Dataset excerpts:
-------

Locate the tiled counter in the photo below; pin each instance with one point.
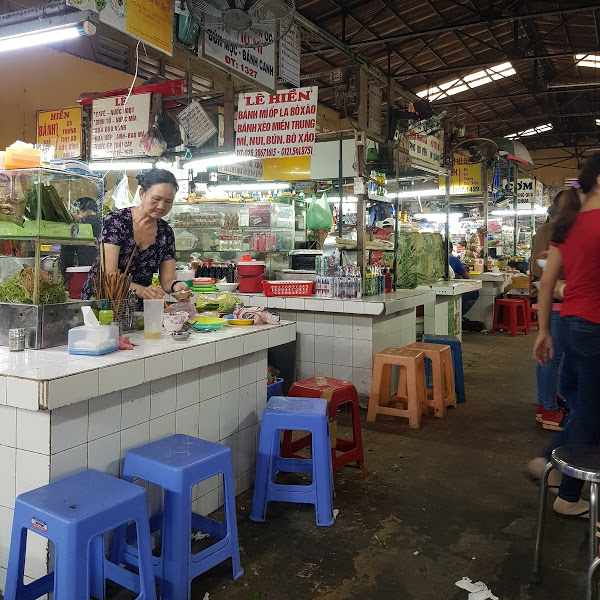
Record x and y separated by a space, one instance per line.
338 338
60 414
493 285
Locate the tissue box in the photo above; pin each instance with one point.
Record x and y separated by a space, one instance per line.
93 340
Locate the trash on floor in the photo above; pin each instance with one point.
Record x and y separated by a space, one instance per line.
478 590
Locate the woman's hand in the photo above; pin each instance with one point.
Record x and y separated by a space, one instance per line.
152 292
543 348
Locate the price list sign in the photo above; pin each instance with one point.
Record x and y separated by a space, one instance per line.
277 125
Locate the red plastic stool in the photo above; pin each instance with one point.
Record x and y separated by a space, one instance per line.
336 392
515 322
532 314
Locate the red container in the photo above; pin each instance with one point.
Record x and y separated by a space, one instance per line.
251 269
76 277
250 285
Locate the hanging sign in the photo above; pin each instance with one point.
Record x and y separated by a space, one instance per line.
198 126
525 189
289 56
466 177
118 128
428 149
277 125
61 129
148 21
255 65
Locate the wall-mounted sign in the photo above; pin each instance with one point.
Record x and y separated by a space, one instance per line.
61 129
151 22
289 56
427 149
277 125
118 128
255 65
466 177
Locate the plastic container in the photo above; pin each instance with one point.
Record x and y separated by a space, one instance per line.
274 389
153 311
251 268
22 158
93 339
76 278
250 285
288 288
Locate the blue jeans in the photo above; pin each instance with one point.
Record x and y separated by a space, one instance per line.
581 343
548 376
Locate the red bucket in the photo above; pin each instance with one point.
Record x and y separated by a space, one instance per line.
76 278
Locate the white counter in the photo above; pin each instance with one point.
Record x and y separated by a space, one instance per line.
60 414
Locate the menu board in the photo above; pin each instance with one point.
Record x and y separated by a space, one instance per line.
277 125
61 129
149 21
255 65
117 128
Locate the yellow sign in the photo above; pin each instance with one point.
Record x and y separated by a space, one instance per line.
62 129
295 168
466 177
152 21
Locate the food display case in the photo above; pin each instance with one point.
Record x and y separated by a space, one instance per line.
36 213
223 231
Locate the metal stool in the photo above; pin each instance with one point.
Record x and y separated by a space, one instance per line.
583 463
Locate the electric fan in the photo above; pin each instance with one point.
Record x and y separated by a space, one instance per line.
245 23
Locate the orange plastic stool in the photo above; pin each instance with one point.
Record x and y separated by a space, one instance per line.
411 385
337 393
443 393
511 307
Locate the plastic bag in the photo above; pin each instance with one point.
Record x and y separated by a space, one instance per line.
153 143
319 215
118 197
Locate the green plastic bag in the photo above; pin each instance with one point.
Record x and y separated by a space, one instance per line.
318 215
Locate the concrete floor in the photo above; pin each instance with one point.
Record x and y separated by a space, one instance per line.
429 507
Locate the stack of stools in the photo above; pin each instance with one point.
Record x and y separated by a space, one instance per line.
457 362
337 393
74 513
410 402
301 414
443 393
514 316
177 463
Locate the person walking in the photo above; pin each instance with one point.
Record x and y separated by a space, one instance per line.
575 248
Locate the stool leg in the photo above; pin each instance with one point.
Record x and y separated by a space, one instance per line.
16 562
593 520
263 461
176 548
536 573
323 475
590 588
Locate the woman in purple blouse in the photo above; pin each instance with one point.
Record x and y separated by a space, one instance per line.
141 228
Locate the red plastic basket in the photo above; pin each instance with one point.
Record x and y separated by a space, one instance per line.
288 288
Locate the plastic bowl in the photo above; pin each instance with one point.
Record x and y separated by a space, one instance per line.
226 287
175 321
231 320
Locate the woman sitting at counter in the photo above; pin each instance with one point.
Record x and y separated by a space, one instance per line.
141 229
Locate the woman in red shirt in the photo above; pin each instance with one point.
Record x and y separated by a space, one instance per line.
576 249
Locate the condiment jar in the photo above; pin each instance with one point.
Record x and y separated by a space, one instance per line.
16 339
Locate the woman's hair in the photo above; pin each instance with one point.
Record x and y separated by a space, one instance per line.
569 203
155 177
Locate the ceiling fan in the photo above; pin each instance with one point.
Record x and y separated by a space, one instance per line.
477 150
244 23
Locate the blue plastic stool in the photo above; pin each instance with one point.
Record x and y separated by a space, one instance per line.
176 464
74 513
300 414
457 364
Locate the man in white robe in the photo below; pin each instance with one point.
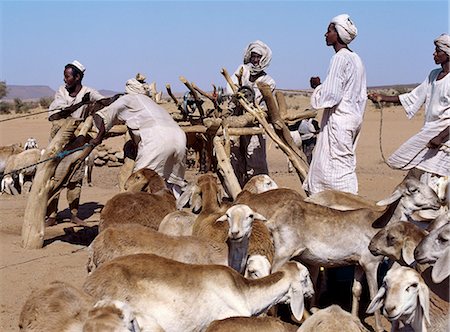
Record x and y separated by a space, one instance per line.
160 140
70 101
248 153
428 152
343 96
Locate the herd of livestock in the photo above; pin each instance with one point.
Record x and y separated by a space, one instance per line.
205 263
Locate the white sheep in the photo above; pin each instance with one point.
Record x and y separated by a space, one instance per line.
17 162
127 239
434 249
332 319
60 307
404 297
172 296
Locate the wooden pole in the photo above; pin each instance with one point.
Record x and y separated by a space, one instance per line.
225 169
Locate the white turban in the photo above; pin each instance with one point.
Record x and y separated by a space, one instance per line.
133 86
443 42
262 49
345 28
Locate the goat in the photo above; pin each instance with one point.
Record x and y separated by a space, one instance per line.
16 162
173 296
332 319
304 229
251 324
405 299
435 249
60 307
127 239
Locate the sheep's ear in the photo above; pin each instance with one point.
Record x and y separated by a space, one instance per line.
408 252
377 301
441 268
185 196
391 199
257 216
297 302
424 300
222 218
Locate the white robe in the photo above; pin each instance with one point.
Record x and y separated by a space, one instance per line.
161 141
63 100
414 153
343 94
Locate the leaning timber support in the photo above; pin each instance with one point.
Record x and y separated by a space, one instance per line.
226 170
43 187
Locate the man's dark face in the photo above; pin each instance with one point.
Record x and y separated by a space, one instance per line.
70 78
331 36
440 56
255 58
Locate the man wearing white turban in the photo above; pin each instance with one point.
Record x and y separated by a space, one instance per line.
248 153
160 140
70 101
427 154
343 96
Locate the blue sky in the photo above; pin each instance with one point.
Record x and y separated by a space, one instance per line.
195 39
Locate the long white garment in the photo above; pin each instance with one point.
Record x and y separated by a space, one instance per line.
414 153
63 100
246 81
161 142
343 94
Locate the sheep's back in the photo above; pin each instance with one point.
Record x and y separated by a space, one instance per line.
140 208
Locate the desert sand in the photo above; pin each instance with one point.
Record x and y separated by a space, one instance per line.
64 254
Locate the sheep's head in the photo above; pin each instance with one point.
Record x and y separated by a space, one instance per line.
435 249
112 316
259 184
396 241
257 266
240 219
413 195
403 296
301 287
144 179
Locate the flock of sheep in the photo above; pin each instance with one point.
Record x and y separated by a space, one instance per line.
202 263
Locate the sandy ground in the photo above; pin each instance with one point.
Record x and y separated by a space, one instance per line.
64 256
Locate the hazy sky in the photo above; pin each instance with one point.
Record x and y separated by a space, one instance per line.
195 39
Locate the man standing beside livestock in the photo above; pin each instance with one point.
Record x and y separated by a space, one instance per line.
343 95
70 101
248 153
160 140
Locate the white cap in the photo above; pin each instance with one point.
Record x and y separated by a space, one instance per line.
78 65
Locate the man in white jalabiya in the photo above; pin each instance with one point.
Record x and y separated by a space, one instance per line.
160 140
248 154
343 95
427 153
70 101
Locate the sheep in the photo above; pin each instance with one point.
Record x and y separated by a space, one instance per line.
127 239
305 230
6 152
60 307
435 249
332 319
173 296
251 324
178 223
397 240
17 162
405 299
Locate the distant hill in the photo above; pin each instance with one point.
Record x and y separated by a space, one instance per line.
28 92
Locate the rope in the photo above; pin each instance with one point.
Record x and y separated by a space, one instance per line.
23 116
59 155
381 145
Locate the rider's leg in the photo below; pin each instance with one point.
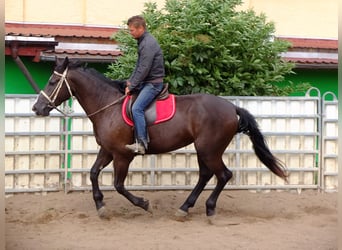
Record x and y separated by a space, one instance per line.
147 94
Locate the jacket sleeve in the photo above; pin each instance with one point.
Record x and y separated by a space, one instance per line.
143 66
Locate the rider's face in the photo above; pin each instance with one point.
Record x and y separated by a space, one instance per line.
136 32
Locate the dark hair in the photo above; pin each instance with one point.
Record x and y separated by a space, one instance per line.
137 21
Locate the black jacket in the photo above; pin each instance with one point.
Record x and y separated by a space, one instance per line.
150 63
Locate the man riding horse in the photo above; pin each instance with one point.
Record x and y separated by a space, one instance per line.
146 80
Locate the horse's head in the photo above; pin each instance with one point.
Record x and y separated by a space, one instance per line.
56 91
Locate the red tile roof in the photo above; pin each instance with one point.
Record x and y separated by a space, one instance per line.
311 43
51 30
103 33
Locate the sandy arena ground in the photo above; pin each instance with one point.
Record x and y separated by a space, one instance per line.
245 220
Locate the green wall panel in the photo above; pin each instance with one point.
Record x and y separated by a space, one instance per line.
326 80
15 81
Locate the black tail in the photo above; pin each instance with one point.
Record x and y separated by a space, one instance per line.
249 126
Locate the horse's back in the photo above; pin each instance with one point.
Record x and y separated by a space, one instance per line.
207 105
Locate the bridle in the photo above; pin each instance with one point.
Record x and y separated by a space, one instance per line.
52 98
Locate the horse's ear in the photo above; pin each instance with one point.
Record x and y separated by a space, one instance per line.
66 62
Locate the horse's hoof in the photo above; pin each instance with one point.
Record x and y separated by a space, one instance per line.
181 215
211 219
103 213
146 206
149 209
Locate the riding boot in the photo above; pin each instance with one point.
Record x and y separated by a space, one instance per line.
139 147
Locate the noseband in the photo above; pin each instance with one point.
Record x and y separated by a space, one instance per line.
52 98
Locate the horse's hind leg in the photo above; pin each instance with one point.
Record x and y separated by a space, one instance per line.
204 176
102 160
223 175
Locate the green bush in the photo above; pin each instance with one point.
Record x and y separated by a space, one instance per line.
210 47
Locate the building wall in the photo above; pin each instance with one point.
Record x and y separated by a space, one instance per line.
306 18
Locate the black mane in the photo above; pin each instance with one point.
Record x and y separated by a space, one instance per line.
118 84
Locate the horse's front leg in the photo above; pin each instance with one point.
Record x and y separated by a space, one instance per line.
121 165
102 160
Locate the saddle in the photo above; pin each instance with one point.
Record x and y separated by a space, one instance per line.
160 110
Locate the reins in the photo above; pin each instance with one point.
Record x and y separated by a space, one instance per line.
56 91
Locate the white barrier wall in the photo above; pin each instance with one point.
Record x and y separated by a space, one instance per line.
52 153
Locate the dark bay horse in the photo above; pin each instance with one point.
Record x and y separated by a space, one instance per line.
208 121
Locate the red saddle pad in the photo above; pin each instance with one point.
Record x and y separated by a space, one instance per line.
159 111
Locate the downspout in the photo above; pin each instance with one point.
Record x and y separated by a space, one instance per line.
21 65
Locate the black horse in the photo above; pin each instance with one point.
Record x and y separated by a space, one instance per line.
208 121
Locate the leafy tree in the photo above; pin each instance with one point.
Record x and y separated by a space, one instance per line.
210 47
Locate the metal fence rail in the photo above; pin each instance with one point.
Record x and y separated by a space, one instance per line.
56 152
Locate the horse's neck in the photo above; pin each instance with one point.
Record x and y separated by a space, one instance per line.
94 94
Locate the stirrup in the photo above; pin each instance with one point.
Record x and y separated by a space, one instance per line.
136 148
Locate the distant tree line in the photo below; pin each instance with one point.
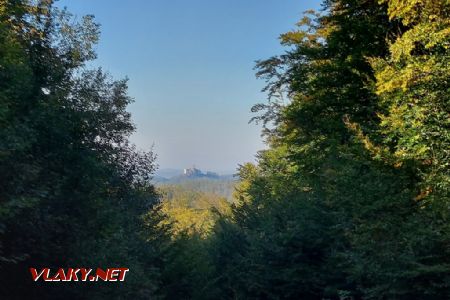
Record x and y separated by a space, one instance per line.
350 200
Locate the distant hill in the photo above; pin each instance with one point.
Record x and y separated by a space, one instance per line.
168 173
196 180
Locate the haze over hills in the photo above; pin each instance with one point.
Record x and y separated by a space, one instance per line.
190 173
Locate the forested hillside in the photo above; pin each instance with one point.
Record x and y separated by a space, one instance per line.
351 200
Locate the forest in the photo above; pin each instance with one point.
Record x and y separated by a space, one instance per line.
351 199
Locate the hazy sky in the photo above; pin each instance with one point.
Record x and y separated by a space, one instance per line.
190 69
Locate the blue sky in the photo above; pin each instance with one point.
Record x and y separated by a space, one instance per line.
190 69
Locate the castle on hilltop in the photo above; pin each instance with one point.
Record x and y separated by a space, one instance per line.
194 172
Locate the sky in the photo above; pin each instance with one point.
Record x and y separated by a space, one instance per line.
190 68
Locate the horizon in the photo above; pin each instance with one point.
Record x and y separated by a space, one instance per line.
190 69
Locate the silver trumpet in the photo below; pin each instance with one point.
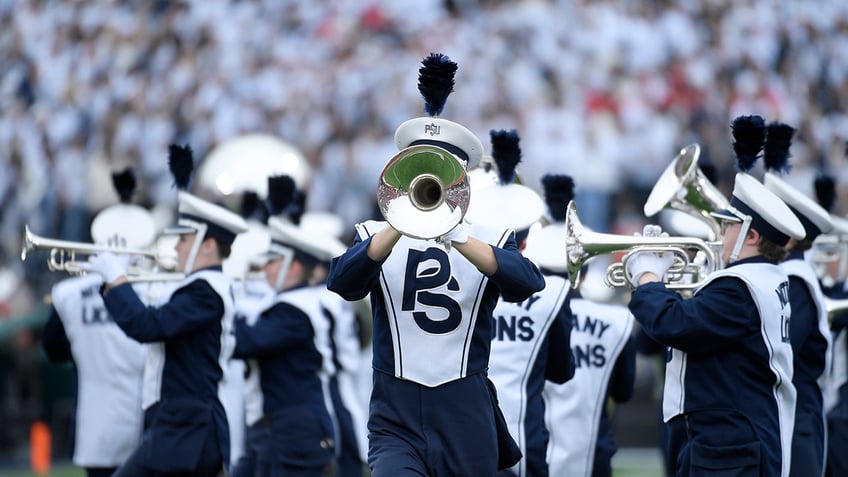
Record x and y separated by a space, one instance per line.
683 187
423 192
64 257
834 307
687 273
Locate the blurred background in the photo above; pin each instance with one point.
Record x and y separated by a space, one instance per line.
604 90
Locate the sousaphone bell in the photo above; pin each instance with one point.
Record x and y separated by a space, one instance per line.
423 192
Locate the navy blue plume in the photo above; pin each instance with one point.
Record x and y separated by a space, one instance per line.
181 163
559 191
825 187
297 207
252 207
435 82
506 153
776 151
280 193
749 134
124 183
710 171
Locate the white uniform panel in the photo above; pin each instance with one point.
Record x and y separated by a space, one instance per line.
109 366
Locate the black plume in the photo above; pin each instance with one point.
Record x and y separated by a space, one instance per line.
749 134
559 191
252 207
506 153
825 187
280 193
181 163
776 151
124 183
435 82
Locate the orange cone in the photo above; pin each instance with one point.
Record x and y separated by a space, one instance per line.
40 443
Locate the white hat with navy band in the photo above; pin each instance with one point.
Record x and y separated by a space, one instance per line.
815 219
767 213
435 83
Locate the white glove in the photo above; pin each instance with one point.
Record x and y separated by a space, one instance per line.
108 265
458 234
655 262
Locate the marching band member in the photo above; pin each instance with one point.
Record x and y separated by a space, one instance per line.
109 365
186 430
287 346
432 305
604 358
809 330
251 294
349 410
729 401
530 339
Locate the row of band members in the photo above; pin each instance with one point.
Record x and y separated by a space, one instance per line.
469 339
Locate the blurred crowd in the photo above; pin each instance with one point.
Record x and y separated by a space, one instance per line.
604 90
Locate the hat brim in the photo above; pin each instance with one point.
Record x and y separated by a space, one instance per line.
178 230
726 216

-------

#### [What is being asked]
A copy of each line in the data above that holds the string "below" is needed.

#### [Task output]
Locate the tiled counter in the photo below; pin each instance with one point.
Locate the man in white robe in the photo below; pin each instance with one point.
Locate the rider's leg in the photo below; pin each instance with one point.
Locate the distant tree line in the photo below; pin each instance with one point.
Locate the silver trumpet in the photo below; pin each instance with one point.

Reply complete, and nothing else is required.